Natural language region descriptions
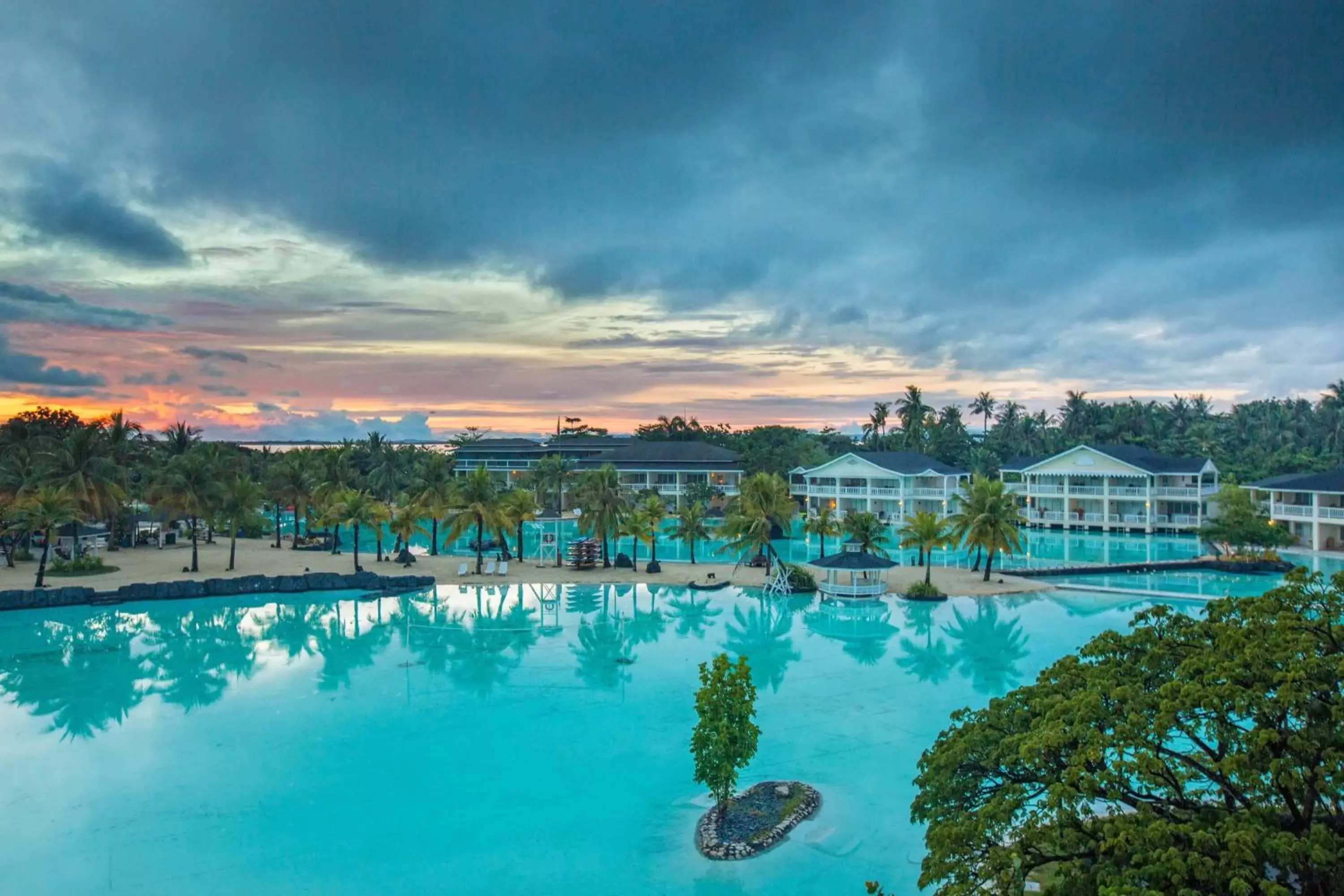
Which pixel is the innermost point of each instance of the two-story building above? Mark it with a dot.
(670, 468)
(1113, 487)
(1310, 504)
(890, 484)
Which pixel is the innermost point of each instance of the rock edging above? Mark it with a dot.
(64, 597)
(707, 829)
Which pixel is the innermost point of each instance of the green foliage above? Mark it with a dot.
(800, 578)
(924, 589)
(725, 738)
(1190, 755)
(1242, 527)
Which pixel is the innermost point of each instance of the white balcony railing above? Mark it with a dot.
(857, 590)
(1174, 492)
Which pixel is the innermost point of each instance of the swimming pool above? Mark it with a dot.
(479, 741)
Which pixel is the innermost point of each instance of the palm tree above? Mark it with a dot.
(823, 523)
(984, 405)
(519, 507)
(405, 524)
(869, 531)
(179, 439)
(656, 511)
(187, 488)
(604, 504)
(928, 532)
(761, 505)
(355, 509)
(435, 492)
(238, 505)
(638, 527)
(81, 464)
(478, 503)
(46, 509)
(292, 482)
(996, 526)
(690, 526)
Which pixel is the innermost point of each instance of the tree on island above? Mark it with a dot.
(725, 738)
(1191, 755)
(1242, 527)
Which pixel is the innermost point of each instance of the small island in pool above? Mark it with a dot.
(756, 820)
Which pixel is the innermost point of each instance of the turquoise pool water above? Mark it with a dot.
(479, 741)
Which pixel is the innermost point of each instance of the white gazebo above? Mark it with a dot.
(853, 574)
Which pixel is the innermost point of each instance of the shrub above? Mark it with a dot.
(924, 590)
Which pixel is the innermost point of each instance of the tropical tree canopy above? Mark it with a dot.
(1190, 755)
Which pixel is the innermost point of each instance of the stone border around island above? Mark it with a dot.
(706, 831)
(218, 587)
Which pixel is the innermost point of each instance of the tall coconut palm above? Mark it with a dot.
(984, 405)
(604, 504)
(82, 465)
(690, 526)
(478, 501)
(869, 531)
(433, 487)
(928, 532)
(46, 509)
(357, 508)
(823, 524)
(998, 526)
(238, 505)
(655, 509)
(761, 505)
(292, 482)
(187, 488)
(519, 507)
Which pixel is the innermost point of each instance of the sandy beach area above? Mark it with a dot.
(260, 556)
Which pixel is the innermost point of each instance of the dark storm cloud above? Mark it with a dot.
(21, 369)
(21, 303)
(58, 206)
(914, 172)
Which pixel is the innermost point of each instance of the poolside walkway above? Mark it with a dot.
(258, 556)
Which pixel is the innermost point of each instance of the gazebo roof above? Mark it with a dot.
(853, 560)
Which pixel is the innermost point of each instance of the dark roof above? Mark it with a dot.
(1328, 481)
(909, 462)
(853, 560)
(1021, 462)
(1144, 458)
(638, 453)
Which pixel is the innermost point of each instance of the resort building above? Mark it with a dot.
(1310, 504)
(672, 469)
(890, 484)
(1113, 487)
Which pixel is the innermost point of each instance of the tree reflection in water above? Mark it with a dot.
(761, 634)
(82, 675)
(693, 617)
(988, 649)
(862, 628)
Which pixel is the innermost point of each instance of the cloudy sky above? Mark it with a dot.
(307, 218)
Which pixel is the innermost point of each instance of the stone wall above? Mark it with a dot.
(21, 599)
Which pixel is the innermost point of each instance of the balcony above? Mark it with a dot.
(1175, 492)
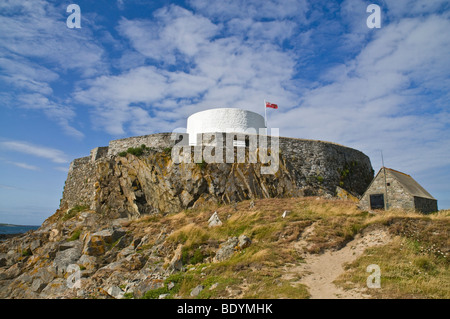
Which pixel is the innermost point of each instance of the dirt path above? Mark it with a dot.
(319, 271)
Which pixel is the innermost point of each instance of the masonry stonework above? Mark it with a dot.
(309, 168)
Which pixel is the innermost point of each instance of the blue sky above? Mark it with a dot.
(139, 67)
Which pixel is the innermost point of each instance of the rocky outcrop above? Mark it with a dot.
(131, 186)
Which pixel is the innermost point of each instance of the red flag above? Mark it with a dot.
(271, 105)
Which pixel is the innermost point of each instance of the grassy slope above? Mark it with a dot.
(414, 264)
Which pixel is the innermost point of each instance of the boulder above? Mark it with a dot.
(116, 292)
(197, 290)
(66, 257)
(226, 250)
(244, 242)
(214, 220)
(37, 285)
(176, 264)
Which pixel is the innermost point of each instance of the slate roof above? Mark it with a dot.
(410, 185)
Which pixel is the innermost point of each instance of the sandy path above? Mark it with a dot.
(319, 271)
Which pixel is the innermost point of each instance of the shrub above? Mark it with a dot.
(73, 211)
(136, 151)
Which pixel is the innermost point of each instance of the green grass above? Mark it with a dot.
(414, 265)
(406, 272)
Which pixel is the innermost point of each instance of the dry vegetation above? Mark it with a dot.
(414, 265)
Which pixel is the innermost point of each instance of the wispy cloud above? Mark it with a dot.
(25, 166)
(8, 187)
(52, 154)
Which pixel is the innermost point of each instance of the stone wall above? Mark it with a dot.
(397, 197)
(79, 185)
(425, 205)
(160, 140)
(307, 168)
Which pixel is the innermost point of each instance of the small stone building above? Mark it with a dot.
(394, 189)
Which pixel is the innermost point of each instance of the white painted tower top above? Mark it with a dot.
(223, 120)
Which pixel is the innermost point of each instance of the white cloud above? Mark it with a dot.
(215, 67)
(58, 112)
(176, 29)
(381, 100)
(25, 166)
(52, 154)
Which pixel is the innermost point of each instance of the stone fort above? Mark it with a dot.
(147, 183)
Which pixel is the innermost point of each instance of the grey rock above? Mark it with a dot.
(37, 285)
(66, 257)
(3, 260)
(226, 250)
(197, 290)
(214, 220)
(116, 292)
(244, 242)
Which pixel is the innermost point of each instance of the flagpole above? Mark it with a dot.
(265, 113)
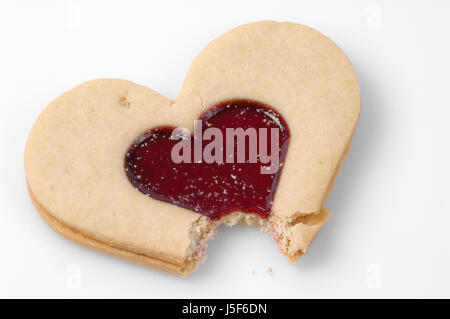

— PROBLEM DETAILS —
The data is to be printed again exactly, but without its pictures.

— EXERCISE ANSWER —
Which pixel is the innermost point of each instance of the two-story building above? Mark it with a dot.
(670, 468)
(1113, 487)
(1310, 504)
(890, 484)
Which pixel is the innermost point of each instance of the rock edging above? Mark it with a dot.
(64, 597)
(707, 829)
Which pixel is the innermost point of each instance of the green foliage above? Mark it with a dot.
(800, 578)
(924, 589)
(725, 738)
(1190, 755)
(1242, 527)
Which pixel is the innermost point of each instance of the white balcony railing above? Mark it with a dot.
(857, 590)
(1174, 492)
Which pixel is the innermost point of each instance of the swimming pool above? Mark it with a dot.
(479, 741)
Which pixel is the innermost point of each instance of the palm tree above? Mark it with a dot.
(823, 523)
(984, 405)
(519, 507)
(405, 524)
(869, 531)
(179, 439)
(656, 511)
(187, 488)
(604, 504)
(928, 532)
(761, 505)
(355, 509)
(435, 492)
(238, 505)
(638, 527)
(81, 464)
(478, 503)
(46, 509)
(292, 482)
(996, 526)
(690, 526)
Which pixel is the innermost point of each instance of the tree on island above? Mark it with a dot.
(725, 738)
(1191, 755)
(1242, 527)
Which pixel is the innermost point of each instance of the small island in pool above? Mark it with a dot.
(756, 820)
Which pixel is the innermost point of each instance of the turquoise pool water above? Mark it with a dot.
(479, 741)
Which pixel is the innermost point of each instance of the white gazebo above? Mark it with a dot.
(853, 574)
Which pixel is the innermost point of each instance of the shrub above? Mark it with a dot.
(924, 590)
Which pixel is the innermost point of each instance of the tropical tree canopy above? Mark it with a dot.
(1190, 755)
Which pixel is the innermost point of each instance of the stone border around island above? Mark it with a dot.
(706, 831)
(218, 587)
Which pixel is the innermost point of each instance of the tall coconut palm above? Mark it with a dot.
(984, 405)
(604, 504)
(82, 465)
(690, 526)
(478, 501)
(869, 531)
(433, 487)
(928, 532)
(46, 509)
(357, 508)
(823, 524)
(998, 526)
(238, 505)
(655, 509)
(761, 505)
(292, 482)
(187, 488)
(519, 507)
Which pixel is the innermost point of each instance of the sandy beach area above? Mark it with a dot.
(260, 556)
Which pixel is the innermost point of each instance of the dark storm cloud above? Mark it with a dot.
(21, 369)
(21, 303)
(58, 206)
(914, 172)
Which pixel is the innermost point of each instance of the poolside walkway above? Mark it with a dot.
(258, 556)
Which pixel is the innermost point of each instance of the gazebo roof above? Mark it with a dot.
(853, 560)
Which pixel is the innermost point of each instance of the dark roof above? Mark it with a dot.
(1328, 481)
(909, 462)
(853, 560)
(1021, 462)
(1144, 458)
(638, 453)
Which pixel is the innermost point of each instance of the resort building above? Mark it with a dot.
(1310, 504)
(672, 469)
(890, 484)
(1113, 487)
Which pixel is the innermost point of each instance of the tree reflection in water above? Mark it with a dot.
(761, 634)
(82, 675)
(693, 617)
(988, 649)
(862, 628)
Which pixel is the innermost point of each instance of the cloudy sky above? Mark it with a dot.
(307, 218)
Which pixel is the innermost point of each instance of the stone wall above? Mark it with a dot.
(21, 599)
Which pixel is the innermost point of each instance of the balcony above? Mark it with a dot.
(1175, 492)
Which pixel is the innermost point of each instance of the dirt path above? Mark it with a dot.
(319, 271)
Which pixel is the innermost point of each instance of the masonry stonework above? Mark it with a dot.
(309, 168)
Which pixel is the innermost point of each instance of the blue sky above? Mark it with a dot.
(139, 67)
Which pixel is the innermost point of each instance of the rocky outcrop above? Mark it with a dot.
(131, 186)
Which pixel is the innermost point of each instance of the red flag above? Mark it with a dot.
(271, 105)
Which pixel is the innermost point of each instance of the grassy slope above? Mark it with a dot.
(414, 264)
Which pixel is the innermost point of each instance of the boulder above? Mark it with a dot.
(116, 292)
(197, 290)
(66, 257)
(226, 250)
(244, 242)
(214, 220)
(37, 285)
(176, 264)
Which pixel is the innermost point of each instance of the slate roof above? Mark it with a dot.
(410, 185)
Which pixel is the innermost point of each instance of the sandy path above? Mark it with a dot.
(319, 271)
Which pixel is the innermost point of each instance of the shrub above? Mark it with a dot.
(73, 211)
(136, 151)
Which pixel is the innermost point of each instance of the green grass above? Mark it with a dot.
(414, 265)
(406, 272)
Which pixel is the innermost point of each instance of the dry vegetation above? Mark it with a dot.
(414, 265)
Which pixel is the innermost point of each instance of the wispy cloud above? Mark it with a dot.
(25, 166)
(8, 187)
(52, 154)
Which pixel is the innermost point of each instance of the stone wall above? Mark it with a dot.
(397, 197)
(79, 185)
(425, 205)
(160, 140)
(307, 168)
Which pixel is the innermost point of each instance of the small stone building above? Mark it with a dot.
(394, 189)
Which pixel is the innermost point of each instance of the white painted tower top above? Mark it with a dot.
(223, 120)
Which pixel is the innermost point of each instance of the white cloud above? Mark it with a dot.
(215, 67)
(58, 112)
(176, 29)
(381, 100)
(25, 166)
(52, 154)
Which pixel is the innermost point of each instance of the stone fort above? Mark it with a dot.
(147, 183)
Which pixel is the innermost point of each instance of the grey rock above? Mark it with a dot.
(37, 285)
(66, 257)
(3, 260)
(226, 250)
(197, 290)
(214, 220)
(116, 292)
(244, 242)
Which pixel is the innermost point of each instance of the flagpole above? Mark it with a dot.
(265, 113)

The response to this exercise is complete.